• _Arbeitsauftrag_
Erklären Sie bitte mithilfe des Seitentexts, weshalb die Verfasserin Katheder und Bühne ihre „weltliche Kanzel“ nennt.

30 Jahre Frauenordination in der EKR. Persönliche Marginalien


Theatermacherin (Bild: zVg)

Als ich noch ein Kind war, versammelte ich sonntags nach dem Kirchgang mit meinen Großeltern in deren Küche alle meine Plüschtierchen im Halbkreis, stellte mich auf meinen Schemel und wandte mich mit dem Satz „Ich muss jetzt predigen‟ an meine stumm lauschenden Zuhörer, meine versammelte Gemeinde. In meiner Erinnerung war mir damals eigenartig zumute ganz so, als würde es sich für mich als Mädchen nicht gehören auf erhöhter Stelle – und sei die bloß mein Kinderschemel – vor einer auch nur imaginären Gemeinde zu stehen und zu predigen - selbst wenn das nur kindisches Nachplappern aber immerhin eine Form des Reflektierens gewesen sein konnte; andererseits schien es mir ein innerer Drang, ein Bedürfnis, gar eine Notwendigkeit gewesen zu sein, mich predigend zu äußern. Mein sachlich nüchterner Großvater mit seinem verschmitzten Humor muss sich damals in den Schnurrbart geschmunzelt haben und meine Omi war sicher hochbegeistert von meiner Darbietung ebenso wie meine Plüschtierchen tief beeindruckt gewesen sein mussten. Sie haben es natürlich weitererzählt, denn sooft ich im späteren Leben zu den unterschiedlichsten Themen Sermone zu halten begann, pflegte meine Mama mit einem leisen Anflug von Ironie zu sagen: „Ach ja, du musst schon wieder predigen!‟

Ich habe nicht Theologie studiert. Dafür haben mich Literatur und Theater in ihren Bann gezogen und mir eine  andere Art von Kanzel geboten. Immerhin haben Lehrer, Theatermacher und Theologen etwas Grundlegendes gemeinsam: Sie wirken von ihren mehr oder weniger erhöhten Arbeitsplätzen performativ auf andere Menschen ein und können unter Umständen durch kompetente Ausdauer und mit etwas Geschick oder gar Glück Veränderungen in ihrem Umfeld hervorrufen oder wenigstens anregen. Also wurden Katheder und Bühne später mein Podium, meine weltliche Kanzel sozusagen. Und irgendwann im Verlauf ehrenamtlichen Engagements für Gemeinde und Kirche nahm ich mir die Freiheit auch die hohe Kanzel zu besteigen. Ich tat das als Leiterin meines interkonfessionellen und intergenerativen Spielensembles Interludium (ca. 2010-2013/14 in Bartholomä aktiv), mit dem ich mehrere Weihnachts- und Auferstehungsspiele inszeniert habe. Ich muss zugeben: Man sah Solches hier nicht immer mit Wohlwollen oder Verständnis. So als stünde es mir als Frau nicht zu, zumal ich keinen um Erlaubnis gebeten und aus eigenem Antrieb die hohe Warthe bezogen hatte... Man muss sich als Frau gerade in der Kirche manches trauen, sich nicht verbiegen, nicht einschüchtern lassen, man...was sage ich?! frau muss zum eigenen Selbst stehen, als Frau agieren, reflektieren und für sich sprechen. Das bedeutet Emanzipation und Fortschritt für unsere Kirche. Das konterkariert patriarchalische Strukturen. Das verhilft der Kirche zu neuen Kommunikationsformen, die unserer postmodernen, stark zerrütteten Zeit entsprechen und wünschenswerter Weise Alternativen versprechen.

• _Aufgeführte Einträge_
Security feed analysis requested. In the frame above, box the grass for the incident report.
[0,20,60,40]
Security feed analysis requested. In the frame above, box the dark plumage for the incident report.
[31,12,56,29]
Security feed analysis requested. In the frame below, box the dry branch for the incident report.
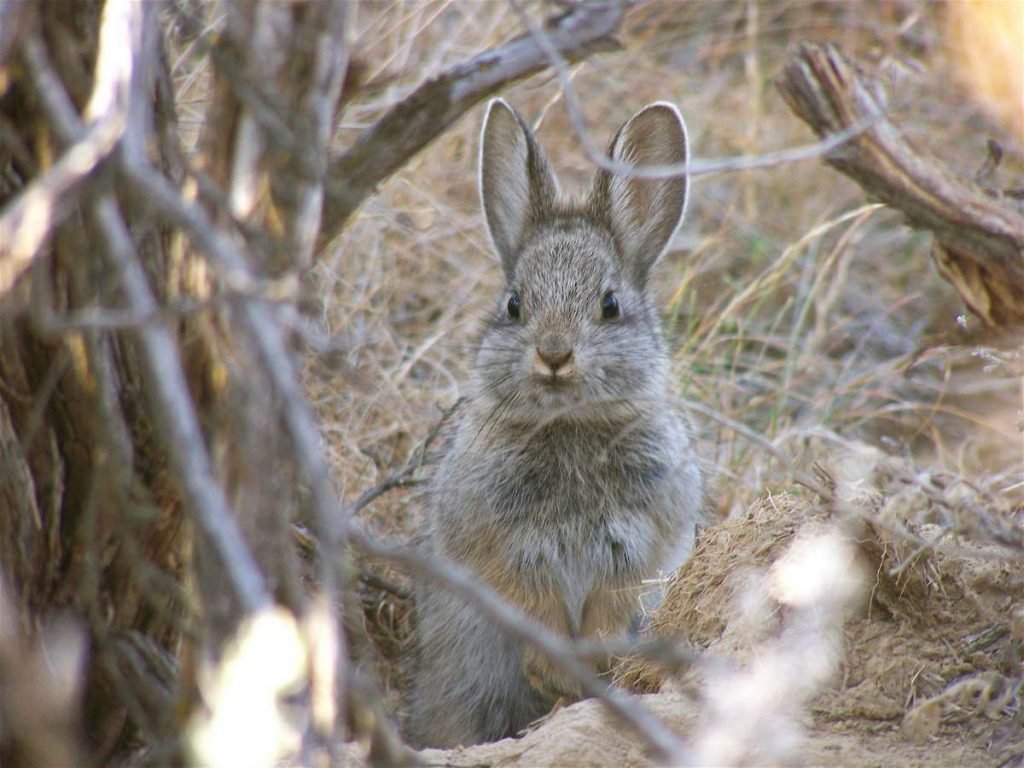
[776,43,1024,328]
[24,2,269,611]
[321,0,623,243]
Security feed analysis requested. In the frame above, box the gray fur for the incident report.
[407,100,702,746]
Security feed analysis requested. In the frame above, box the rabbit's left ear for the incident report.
[591,101,689,285]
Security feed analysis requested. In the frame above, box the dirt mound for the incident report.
[415,449,1024,766]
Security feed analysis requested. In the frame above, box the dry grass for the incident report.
[282,0,1024,733]
[307,2,1024,532]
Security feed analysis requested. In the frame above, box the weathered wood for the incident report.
[321,1,623,244]
[776,43,1024,328]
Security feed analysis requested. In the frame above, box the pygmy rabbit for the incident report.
[407,99,703,746]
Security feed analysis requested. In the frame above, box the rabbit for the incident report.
[406,99,703,746]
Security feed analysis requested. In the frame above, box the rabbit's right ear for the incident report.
[480,98,558,280]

• _Antwort_
Lehrer, Theatermacher und Theologen haben laut Text etwas Grundlegendes gemeinsam. Sie wirken von mehr oder weniger erhöhten Arbeitsplätzen aus performativ auf andere Menschen ein. Mit Ausdauer, Geschick oder Glück können sie so Veränderungen in ihrem Umfeld hervorrufen oder zumindest anregen. Da sie nicht Theologie studiert hat, übernahmen Katheder und Bühne für sie diese Rolle der Kanzel.